Task instructions.
Each line of the material must be returned exactly.

Material.
-- BEGIN --

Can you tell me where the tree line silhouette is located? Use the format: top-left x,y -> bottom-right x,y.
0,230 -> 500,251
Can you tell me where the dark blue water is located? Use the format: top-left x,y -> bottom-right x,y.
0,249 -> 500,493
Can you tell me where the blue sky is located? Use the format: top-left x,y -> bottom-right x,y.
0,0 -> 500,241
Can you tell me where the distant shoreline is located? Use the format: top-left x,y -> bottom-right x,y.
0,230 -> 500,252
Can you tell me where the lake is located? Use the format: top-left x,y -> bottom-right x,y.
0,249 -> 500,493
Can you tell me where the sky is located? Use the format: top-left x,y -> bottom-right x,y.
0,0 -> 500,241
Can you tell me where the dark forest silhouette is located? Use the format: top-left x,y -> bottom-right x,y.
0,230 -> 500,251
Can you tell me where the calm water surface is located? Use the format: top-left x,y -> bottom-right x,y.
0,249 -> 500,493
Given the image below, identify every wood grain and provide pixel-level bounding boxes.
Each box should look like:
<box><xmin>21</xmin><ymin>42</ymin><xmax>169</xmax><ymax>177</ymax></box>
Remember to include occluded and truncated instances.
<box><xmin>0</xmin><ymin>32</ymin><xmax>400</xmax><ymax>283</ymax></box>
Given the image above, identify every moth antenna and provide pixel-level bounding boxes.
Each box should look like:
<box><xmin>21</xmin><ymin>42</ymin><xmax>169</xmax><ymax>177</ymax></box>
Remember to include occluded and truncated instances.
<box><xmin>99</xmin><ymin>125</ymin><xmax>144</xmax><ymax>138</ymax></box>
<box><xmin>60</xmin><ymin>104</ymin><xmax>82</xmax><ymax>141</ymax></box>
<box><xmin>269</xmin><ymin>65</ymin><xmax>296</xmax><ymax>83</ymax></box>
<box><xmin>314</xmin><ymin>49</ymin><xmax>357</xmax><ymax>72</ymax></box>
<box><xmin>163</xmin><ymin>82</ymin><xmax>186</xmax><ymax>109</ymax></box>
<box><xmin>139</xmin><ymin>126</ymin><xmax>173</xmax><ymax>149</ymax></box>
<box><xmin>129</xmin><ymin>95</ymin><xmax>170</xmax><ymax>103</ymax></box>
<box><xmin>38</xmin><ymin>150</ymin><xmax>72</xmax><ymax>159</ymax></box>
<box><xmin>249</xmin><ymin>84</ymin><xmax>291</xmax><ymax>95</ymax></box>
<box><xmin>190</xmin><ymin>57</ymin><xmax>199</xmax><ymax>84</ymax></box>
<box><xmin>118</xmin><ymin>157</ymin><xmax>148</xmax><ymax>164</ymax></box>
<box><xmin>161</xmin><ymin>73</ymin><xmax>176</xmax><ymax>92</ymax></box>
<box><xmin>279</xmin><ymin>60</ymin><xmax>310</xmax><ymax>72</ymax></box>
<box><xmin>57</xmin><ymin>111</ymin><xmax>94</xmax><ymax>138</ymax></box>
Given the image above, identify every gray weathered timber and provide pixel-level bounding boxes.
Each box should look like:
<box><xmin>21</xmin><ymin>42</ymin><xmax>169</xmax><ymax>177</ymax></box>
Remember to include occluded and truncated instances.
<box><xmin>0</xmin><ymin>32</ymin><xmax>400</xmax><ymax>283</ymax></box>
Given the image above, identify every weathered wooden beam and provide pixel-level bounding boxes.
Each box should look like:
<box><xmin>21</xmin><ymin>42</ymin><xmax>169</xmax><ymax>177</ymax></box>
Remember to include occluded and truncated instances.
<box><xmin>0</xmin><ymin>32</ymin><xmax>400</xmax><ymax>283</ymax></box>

-- END --

Answer to the exercise.
Can you tell me where the tree line silhouette is located? Use the format: top-left x,y -> bottom-right x,y.
0,230 -> 500,251
Can you tell me where the dark blue water is located? Use the format: top-left x,y -> bottom-right x,y.
0,249 -> 500,493
Can you tell me where the blue sky is located? Use the format: top-left x,y -> bottom-right x,y.
0,0 -> 500,241
Can you tell me where the distant shoreline is located? Use the format: top-left x,y -> bottom-right x,y.
0,230 -> 500,252
Can you tell me where the lake is located? Use the format: top-left x,y -> bottom-right x,y.
0,249 -> 500,493
Can you tell me where the sky is located? Use the format: top-left x,y -> bottom-right x,y.
0,0 -> 500,241
Can you tell me where the dark forest silhouette is located? Use the format: top-left x,y -> bottom-right x,y.
0,230 -> 500,251
Can you tell me where the calm water surface is located? Use the format: top-left x,y -> bottom-right x,y.
0,249 -> 500,493
Given the image below, identify every wood grain and provide pixel-level bounding boxes.
Each box should look like:
<box><xmin>21</xmin><ymin>42</ymin><xmax>169</xmax><ymax>177</ymax></box>
Remember to include occluded and truncated instances.
<box><xmin>0</xmin><ymin>32</ymin><xmax>400</xmax><ymax>283</ymax></box>
Given the image above, identify every moth antenna and provide pixel-level bounding boxes.
Each box should look like:
<box><xmin>21</xmin><ymin>42</ymin><xmax>169</xmax><ymax>177</ymax></box>
Remember to include occluded and truncated instances.
<box><xmin>99</xmin><ymin>125</ymin><xmax>144</xmax><ymax>138</ymax></box>
<box><xmin>60</xmin><ymin>104</ymin><xmax>82</xmax><ymax>141</ymax></box>
<box><xmin>269</xmin><ymin>65</ymin><xmax>296</xmax><ymax>83</ymax></box>
<box><xmin>314</xmin><ymin>49</ymin><xmax>357</xmax><ymax>72</ymax></box>
<box><xmin>163</xmin><ymin>82</ymin><xmax>186</xmax><ymax>109</ymax></box>
<box><xmin>139</xmin><ymin>126</ymin><xmax>173</xmax><ymax>149</ymax></box>
<box><xmin>129</xmin><ymin>95</ymin><xmax>170</xmax><ymax>103</ymax></box>
<box><xmin>38</xmin><ymin>150</ymin><xmax>72</xmax><ymax>159</ymax></box>
<box><xmin>249</xmin><ymin>84</ymin><xmax>291</xmax><ymax>95</ymax></box>
<box><xmin>190</xmin><ymin>57</ymin><xmax>199</xmax><ymax>84</ymax></box>
<box><xmin>118</xmin><ymin>157</ymin><xmax>148</xmax><ymax>164</ymax></box>
<box><xmin>161</xmin><ymin>73</ymin><xmax>176</xmax><ymax>92</ymax></box>
<box><xmin>279</xmin><ymin>60</ymin><xmax>310</xmax><ymax>72</ymax></box>
<box><xmin>57</xmin><ymin>111</ymin><xmax>94</xmax><ymax>138</ymax></box>
Given the image above, identify every gray weathered timber and provide pixel-level bounding boxes.
Each box should look like:
<box><xmin>21</xmin><ymin>42</ymin><xmax>169</xmax><ymax>177</ymax></box>
Remember to include occluded and truncated instances.
<box><xmin>0</xmin><ymin>32</ymin><xmax>400</xmax><ymax>283</ymax></box>
Given the image above, identify every weathered wooden beam and provide pixel-level bounding boxes.
Each box should look like:
<box><xmin>21</xmin><ymin>42</ymin><xmax>169</xmax><ymax>177</ymax></box>
Remember to include occluded and truncated instances.
<box><xmin>0</xmin><ymin>32</ymin><xmax>400</xmax><ymax>283</ymax></box>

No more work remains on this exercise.